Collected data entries

━━━━━━━━━━━━━━━━

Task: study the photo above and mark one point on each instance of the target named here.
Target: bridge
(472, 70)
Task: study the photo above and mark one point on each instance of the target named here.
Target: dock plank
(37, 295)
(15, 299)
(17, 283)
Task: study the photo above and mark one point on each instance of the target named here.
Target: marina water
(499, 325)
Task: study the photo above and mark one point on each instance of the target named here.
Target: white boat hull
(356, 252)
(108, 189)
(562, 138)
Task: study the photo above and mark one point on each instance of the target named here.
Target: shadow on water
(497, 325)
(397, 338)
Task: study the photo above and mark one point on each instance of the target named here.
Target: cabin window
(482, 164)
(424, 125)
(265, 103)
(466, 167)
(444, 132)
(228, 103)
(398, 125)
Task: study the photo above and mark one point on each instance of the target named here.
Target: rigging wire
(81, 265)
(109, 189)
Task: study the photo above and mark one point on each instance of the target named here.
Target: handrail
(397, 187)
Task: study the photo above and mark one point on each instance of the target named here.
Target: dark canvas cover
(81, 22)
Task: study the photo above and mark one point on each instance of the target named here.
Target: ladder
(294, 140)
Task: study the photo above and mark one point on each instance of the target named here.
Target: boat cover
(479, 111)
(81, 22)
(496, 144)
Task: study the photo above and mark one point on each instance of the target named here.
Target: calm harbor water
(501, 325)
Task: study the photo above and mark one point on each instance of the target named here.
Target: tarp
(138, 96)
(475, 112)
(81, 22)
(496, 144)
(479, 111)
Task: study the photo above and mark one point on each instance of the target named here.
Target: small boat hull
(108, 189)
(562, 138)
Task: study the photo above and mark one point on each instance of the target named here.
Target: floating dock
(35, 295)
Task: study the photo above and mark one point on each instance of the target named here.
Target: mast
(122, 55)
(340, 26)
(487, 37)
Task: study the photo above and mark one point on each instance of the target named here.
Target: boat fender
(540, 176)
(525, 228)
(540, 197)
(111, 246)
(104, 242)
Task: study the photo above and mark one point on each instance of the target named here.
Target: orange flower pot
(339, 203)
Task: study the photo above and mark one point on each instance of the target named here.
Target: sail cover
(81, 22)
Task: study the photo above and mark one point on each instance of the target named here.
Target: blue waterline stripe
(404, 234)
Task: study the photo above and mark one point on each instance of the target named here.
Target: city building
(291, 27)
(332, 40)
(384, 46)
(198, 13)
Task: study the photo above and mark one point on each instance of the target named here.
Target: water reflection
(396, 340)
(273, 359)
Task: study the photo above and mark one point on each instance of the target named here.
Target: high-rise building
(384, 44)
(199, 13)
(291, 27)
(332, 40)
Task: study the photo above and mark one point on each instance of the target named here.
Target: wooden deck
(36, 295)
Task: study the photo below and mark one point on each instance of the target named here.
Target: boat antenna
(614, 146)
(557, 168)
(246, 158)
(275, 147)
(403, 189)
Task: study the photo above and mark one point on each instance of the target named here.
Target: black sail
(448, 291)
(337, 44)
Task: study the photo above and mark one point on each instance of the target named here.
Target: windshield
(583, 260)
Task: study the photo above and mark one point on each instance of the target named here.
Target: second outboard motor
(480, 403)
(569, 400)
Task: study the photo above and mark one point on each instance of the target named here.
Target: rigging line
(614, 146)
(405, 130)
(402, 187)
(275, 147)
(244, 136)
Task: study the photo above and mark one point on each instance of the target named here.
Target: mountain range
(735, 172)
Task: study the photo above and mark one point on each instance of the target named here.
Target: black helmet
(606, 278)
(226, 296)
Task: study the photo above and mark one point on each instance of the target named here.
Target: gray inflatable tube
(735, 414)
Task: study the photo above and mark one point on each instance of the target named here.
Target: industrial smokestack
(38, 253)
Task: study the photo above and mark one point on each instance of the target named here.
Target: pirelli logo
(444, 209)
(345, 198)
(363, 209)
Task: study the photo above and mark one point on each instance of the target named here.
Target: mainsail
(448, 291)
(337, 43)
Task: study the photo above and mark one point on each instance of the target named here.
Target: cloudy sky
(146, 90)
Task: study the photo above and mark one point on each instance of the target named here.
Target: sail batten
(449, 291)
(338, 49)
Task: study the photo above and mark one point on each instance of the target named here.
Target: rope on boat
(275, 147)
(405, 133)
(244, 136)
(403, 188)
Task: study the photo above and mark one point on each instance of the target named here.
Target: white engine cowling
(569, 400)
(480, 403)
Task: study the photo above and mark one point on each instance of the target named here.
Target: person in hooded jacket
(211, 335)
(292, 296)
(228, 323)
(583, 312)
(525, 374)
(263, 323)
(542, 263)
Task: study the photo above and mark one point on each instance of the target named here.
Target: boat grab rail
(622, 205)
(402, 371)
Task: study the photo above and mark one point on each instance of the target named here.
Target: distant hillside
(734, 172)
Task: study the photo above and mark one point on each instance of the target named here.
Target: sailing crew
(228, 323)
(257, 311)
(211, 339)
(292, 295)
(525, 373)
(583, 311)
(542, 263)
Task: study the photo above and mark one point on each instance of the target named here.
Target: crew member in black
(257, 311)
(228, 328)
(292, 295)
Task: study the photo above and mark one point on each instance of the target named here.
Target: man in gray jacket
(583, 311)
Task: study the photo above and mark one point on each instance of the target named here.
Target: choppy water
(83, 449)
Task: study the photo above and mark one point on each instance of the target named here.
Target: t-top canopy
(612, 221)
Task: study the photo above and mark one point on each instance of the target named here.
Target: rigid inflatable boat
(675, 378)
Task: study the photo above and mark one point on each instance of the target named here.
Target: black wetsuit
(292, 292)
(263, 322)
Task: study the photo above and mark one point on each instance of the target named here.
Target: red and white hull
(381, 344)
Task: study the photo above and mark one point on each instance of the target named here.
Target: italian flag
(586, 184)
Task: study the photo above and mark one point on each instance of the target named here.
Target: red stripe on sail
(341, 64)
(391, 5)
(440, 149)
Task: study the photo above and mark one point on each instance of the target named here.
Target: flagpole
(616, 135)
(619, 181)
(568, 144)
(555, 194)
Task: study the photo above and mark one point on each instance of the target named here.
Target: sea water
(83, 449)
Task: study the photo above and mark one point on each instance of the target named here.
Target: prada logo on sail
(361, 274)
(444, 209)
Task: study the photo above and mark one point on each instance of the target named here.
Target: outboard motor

━━━━━━━━━━━━━━━━

TASK DESCRIPTION
The entries above must be returned exactly.

THE SOLUTION
Task: study the photo above and mark one point on each instance of the target named here.
Target: bridge
(472, 70)
Task: study the photo above and mark one point on each instance of the target named here.
Target: dock plank
(37, 295)
(15, 299)
(17, 283)
Task: study the photo above and mark one point on each instance of the target named here.
Target: marina water
(499, 325)
Task: study the photo above and mark one point on each instance of the target named here.
Target: white boat hull
(356, 252)
(108, 189)
(562, 138)
Task: study the photo above and mark one point on each instance of the target named here.
Target: shadow on water
(497, 325)
(397, 338)
Task: study the photo above and mark one point on each instance of the target named here.
Target: cabin window
(482, 164)
(424, 125)
(265, 103)
(466, 167)
(444, 132)
(228, 103)
(398, 125)
Task: study the photo above and mark one point on each instance of the target named here.
Target: rigging wire
(81, 265)
(109, 189)
Task: study the photo above and mark one point on each instance of the target named here.
Target: handrail
(397, 187)
Task: study the photo above and mark one point on each instance of the target named here.
Target: dark canvas cover
(81, 22)
Task: study the photo above and mark one point on each instance of the target named here.
Target: ladder
(294, 140)
Task: study the photo above and mark one point on each instance of the target named here.
Target: boat cover
(479, 111)
(81, 22)
(496, 144)
Task: study the photo above and mark one point on each instance of the target named here.
Target: calm harbor water
(501, 325)
Task: study the photo above and mark one point on each instance of the target named here.
Target: tarp
(138, 96)
(475, 112)
(81, 22)
(496, 144)
(479, 111)
Task: study the photo above and mark one point on each instance of the target named here.
Target: small boat hull
(108, 189)
(562, 138)
Task: study the photo above and mark one point on each instance of the target named here.
Target: floating dock
(35, 295)
Task: study the photo above and mark one point on each instance of the target named here.
Target: mast
(122, 55)
(340, 26)
(487, 37)
Task: study the photo above and mark one point on each instance of the target named here.
Target: boat fender
(540, 176)
(525, 228)
(540, 197)
(111, 246)
(104, 242)
Task: study the photo above and mark one point on each instance of the target named here.
Target: orange flower pot
(339, 203)
Task: study the photo above and mark one point on each instance of the target named here.
Target: sail cover
(81, 22)
Task: study the photo above and mark one point on each instance of the target named here.
Target: blue waterline stripe
(404, 234)
Task: study the photo above and mark one point on each instance of the target named here.
Target: city building
(291, 27)
(332, 40)
(384, 46)
(198, 13)
Task: study the photo above and mark one point on each instance of the target named here.
Target: water reflection
(396, 340)
(273, 359)
Task: study the photo above and mark one point on each instance of the target named here.
Target: high-rise building
(384, 44)
(199, 13)
(291, 27)
(332, 40)
Task: study the photo above and mark one point on each instance of the target named here.
Target: wooden deck
(36, 295)
Task: study the photo below and mark one point on each instance of the target named here.
Target: boat antenna
(614, 146)
(557, 168)
(246, 158)
(275, 147)
(403, 189)
Task: study the photo above and mark one point on each instance of the target named here.
Target: black sail
(448, 291)
(337, 44)
Task: study the photo above and mark one point on each instance of the target named here.
Target: windshield
(583, 260)
Task: study the photo above and mark one point on each instance of the target named here.
Target: second outboard motor
(480, 403)
(569, 400)
Task: study the photo above and mark one point on each instance of the target named here.
Target: rigging line
(614, 146)
(405, 130)
(402, 187)
(275, 147)
(244, 136)
Task: study the photo above and mark one point on each instance of the target named here.
Target: mountain range
(735, 172)
Task: study the photo above and mark one point on each instance of the target named here.
Target: black helmet
(606, 278)
(226, 296)
Task: study the photo above and mark one point on each instance of the target named here.
Target: gray inflatable tube
(735, 414)
Task: study the photo above and mark one point on each instance of the target named here.
Target: industrial smokestack
(38, 253)
Task: study the photo above and mark one point on each instance of the target named here.
Target: pirelli logo
(444, 209)
(345, 198)
(363, 209)
Task: study the photo above and mark one point on each instance of the target named here.
Target: mainsail
(448, 291)
(337, 43)
Task: study the photo above and mark one point on each instance of the target named here.
Target: cloudy sky
(146, 90)
Task: study the photo above and mark one point on each instance of the target named here.
Target: sail batten
(449, 291)
(338, 49)
Task: study the photo above and mark one point on each instance of the target named here.
Target: rope on boat
(275, 147)
(405, 133)
(244, 136)
(403, 188)
Task: study the photo above and mark one point on each instance of the target named here.
Target: white engine cowling
(569, 400)
(480, 403)
Task: study the photo above and mark one point on each instance of the target named here.
Target: person in hooded jacket
(211, 335)
(292, 296)
(228, 323)
(583, 312)
(525, 374)
(263, 323)
(542, 263)
Task: study the photo above and mark one point on each instance of the target named here.
Target: boat grab rail
(622, 205)
(402, 371)
Task: study the photo above and mark one point on each instance of the target named here.
Target: distant hillside
(734, 172)
Task: study the photo above and mark one point on each instance of the target named here.
Target: sailing crew
(228, 323)
(257, 311)
(211, 339)
(292, 295)
(525, 373)
(583, 311)
(542, 263)
Task: study the photo above and mark one point on each instance of the target named here.
Target: crew member in black
(257, 311)
(228, 328)
(292, 295)
Task: study the photo above and mark one point on each instance of the target named here.
Target: man in gray jacket
(583, 311)
Task: study the photo above and mark one point on each instance of the target named here.
Target: choppy water
(83, 449)
Task: study the photo above and mark one point on each instance of the target named here.
Target: t-top canopy
(612, 221)
Task: study the photo above and mark one point on each instance of the target named here.
Target: rigid inflatable boat
(675, 378)
Task: study the photo above and mark one point on each instance of the target named here.
Target: black wetsuit
(292, 292)
(263, 322)
Task: study the photo above and mark one point on each instance of the target named here.
Target: red and white hull
(381, 344)
Task: study the photo above and mark one point on each instance of the target named here.
Target: italian flag
(586, 184)
Task: study the photo above and mark one point on each instance of the target named here.
Target: red stripe on sail
(341, 64)
(391, 5)
(440, 149)
Task: study the photo above and mark one point on each instance of the target named here.
Target: flagpole
(616, 135)
(619, 181)
(568, 144)
(555, 194)
Task: study the photo above and mark one point on each instance of the target named here.
Target: sea water
(83, 449)
Task: study the photo above and mark one point on each instance of the target named here.
Target: prada logo on sail
(361, 274)
(444, 209)
Task: study the photo above and mark one point on each instance of the target named here.
Target: outboard motor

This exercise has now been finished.